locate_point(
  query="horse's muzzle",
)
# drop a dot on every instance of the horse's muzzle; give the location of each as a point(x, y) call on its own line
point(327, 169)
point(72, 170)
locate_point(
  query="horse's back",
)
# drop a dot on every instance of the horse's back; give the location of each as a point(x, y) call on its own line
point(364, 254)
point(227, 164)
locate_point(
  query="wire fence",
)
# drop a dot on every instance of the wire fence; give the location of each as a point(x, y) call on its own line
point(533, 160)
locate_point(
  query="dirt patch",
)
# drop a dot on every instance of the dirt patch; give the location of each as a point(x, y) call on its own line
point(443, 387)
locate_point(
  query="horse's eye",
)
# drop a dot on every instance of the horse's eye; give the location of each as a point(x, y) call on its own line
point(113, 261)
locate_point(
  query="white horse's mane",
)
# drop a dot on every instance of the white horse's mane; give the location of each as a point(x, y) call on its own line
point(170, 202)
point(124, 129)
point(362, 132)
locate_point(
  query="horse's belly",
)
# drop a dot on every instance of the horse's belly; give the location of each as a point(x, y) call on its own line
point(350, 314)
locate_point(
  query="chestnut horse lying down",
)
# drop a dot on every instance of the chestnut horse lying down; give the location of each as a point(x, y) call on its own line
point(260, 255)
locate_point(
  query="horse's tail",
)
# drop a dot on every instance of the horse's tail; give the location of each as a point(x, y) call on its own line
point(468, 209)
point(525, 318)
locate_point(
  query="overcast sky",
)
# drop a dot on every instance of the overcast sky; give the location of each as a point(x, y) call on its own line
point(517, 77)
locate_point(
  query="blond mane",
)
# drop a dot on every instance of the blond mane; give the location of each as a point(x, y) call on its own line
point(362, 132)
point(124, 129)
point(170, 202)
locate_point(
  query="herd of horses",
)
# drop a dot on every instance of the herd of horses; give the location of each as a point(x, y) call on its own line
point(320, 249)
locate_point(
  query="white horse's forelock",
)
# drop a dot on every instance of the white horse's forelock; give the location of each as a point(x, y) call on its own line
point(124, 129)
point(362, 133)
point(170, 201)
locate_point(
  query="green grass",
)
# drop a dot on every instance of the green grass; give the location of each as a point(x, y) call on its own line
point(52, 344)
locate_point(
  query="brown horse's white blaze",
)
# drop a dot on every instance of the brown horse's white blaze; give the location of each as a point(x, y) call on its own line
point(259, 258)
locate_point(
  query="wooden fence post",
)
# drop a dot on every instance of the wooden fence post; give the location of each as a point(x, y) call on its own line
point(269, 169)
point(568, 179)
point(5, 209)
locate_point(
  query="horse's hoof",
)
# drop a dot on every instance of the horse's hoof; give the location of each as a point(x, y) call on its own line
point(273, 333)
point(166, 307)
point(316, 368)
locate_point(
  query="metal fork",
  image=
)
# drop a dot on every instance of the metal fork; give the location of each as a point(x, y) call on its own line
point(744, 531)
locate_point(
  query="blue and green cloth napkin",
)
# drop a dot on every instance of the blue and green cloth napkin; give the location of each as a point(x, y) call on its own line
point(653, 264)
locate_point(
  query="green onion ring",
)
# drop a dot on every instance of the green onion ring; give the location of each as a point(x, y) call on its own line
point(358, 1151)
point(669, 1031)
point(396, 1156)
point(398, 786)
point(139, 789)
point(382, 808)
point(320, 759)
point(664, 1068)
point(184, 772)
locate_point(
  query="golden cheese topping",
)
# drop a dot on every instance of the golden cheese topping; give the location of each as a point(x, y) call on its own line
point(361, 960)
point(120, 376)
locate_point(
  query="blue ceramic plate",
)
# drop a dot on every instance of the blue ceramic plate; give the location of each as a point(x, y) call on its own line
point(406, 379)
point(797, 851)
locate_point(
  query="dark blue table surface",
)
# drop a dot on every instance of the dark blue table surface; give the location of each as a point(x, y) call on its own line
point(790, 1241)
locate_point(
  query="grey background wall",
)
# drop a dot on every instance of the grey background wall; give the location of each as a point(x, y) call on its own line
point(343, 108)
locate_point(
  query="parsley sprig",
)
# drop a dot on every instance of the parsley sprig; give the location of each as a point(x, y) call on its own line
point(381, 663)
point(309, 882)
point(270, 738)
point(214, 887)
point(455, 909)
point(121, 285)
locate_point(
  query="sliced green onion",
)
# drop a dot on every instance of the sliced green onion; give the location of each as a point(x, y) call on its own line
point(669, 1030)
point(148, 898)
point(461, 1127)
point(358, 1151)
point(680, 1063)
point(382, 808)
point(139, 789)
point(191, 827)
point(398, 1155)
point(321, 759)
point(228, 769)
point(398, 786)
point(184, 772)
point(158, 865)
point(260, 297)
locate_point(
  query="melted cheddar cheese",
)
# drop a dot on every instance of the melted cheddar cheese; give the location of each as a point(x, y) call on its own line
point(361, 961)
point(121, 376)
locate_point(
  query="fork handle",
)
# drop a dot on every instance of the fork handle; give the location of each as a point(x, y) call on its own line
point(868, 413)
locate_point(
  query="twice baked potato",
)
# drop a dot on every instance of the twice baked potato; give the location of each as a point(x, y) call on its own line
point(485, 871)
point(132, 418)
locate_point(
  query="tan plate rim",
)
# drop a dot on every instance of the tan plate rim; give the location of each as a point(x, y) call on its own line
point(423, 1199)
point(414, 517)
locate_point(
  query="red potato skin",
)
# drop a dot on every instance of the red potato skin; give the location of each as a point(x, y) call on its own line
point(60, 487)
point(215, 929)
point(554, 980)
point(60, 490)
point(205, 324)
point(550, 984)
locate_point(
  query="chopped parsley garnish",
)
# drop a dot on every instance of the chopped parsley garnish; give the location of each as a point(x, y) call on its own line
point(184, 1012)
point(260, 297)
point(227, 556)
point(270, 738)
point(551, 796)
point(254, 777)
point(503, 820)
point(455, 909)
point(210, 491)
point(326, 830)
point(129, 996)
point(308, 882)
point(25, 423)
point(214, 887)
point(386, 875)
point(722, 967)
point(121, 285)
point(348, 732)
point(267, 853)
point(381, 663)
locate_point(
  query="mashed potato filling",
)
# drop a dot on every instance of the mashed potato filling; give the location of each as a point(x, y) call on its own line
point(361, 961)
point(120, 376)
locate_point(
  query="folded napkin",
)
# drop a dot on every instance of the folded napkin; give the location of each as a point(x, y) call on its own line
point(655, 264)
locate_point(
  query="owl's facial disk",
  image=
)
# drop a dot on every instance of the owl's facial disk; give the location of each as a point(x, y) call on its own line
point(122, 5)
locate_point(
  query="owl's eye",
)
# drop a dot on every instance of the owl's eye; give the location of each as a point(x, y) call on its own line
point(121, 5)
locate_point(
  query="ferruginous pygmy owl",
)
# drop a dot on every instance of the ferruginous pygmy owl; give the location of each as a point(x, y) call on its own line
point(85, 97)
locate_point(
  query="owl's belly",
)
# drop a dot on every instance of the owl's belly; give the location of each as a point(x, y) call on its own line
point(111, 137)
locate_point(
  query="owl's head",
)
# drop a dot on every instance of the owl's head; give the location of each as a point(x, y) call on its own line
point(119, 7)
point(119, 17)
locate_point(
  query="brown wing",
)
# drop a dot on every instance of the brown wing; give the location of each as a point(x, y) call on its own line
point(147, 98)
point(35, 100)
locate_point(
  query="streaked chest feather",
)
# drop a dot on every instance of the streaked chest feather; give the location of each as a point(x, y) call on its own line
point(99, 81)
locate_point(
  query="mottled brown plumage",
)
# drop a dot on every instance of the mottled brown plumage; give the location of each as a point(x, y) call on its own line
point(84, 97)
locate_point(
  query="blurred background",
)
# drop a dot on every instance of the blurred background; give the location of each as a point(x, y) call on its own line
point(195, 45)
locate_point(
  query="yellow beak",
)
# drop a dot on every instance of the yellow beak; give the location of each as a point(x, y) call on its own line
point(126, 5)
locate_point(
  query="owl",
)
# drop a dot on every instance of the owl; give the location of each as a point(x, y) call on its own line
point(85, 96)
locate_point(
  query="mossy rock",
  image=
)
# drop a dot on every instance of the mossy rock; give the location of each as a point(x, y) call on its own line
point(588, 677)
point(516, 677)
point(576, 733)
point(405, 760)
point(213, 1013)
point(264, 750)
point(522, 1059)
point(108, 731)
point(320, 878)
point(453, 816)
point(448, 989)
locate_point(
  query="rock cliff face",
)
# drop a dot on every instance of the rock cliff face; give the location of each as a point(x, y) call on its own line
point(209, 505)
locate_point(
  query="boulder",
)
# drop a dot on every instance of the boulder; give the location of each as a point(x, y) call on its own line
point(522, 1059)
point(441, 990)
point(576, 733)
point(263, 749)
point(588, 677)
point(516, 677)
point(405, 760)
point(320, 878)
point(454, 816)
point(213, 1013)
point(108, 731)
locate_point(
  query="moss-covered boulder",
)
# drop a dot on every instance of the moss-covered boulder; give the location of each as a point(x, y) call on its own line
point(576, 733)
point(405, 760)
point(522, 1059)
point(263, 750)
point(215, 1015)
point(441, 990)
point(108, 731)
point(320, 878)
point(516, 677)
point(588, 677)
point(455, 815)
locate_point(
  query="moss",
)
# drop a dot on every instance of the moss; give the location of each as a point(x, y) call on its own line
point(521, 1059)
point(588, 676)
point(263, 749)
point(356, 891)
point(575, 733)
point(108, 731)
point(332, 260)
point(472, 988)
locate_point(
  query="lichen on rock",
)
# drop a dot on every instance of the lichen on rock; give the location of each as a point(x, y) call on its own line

> WHAT YOU HAVE TO DO
In the data, find how many lines hold the string "lichen", and answer with the number only.

> SOLUTION FOR THIS TASK
2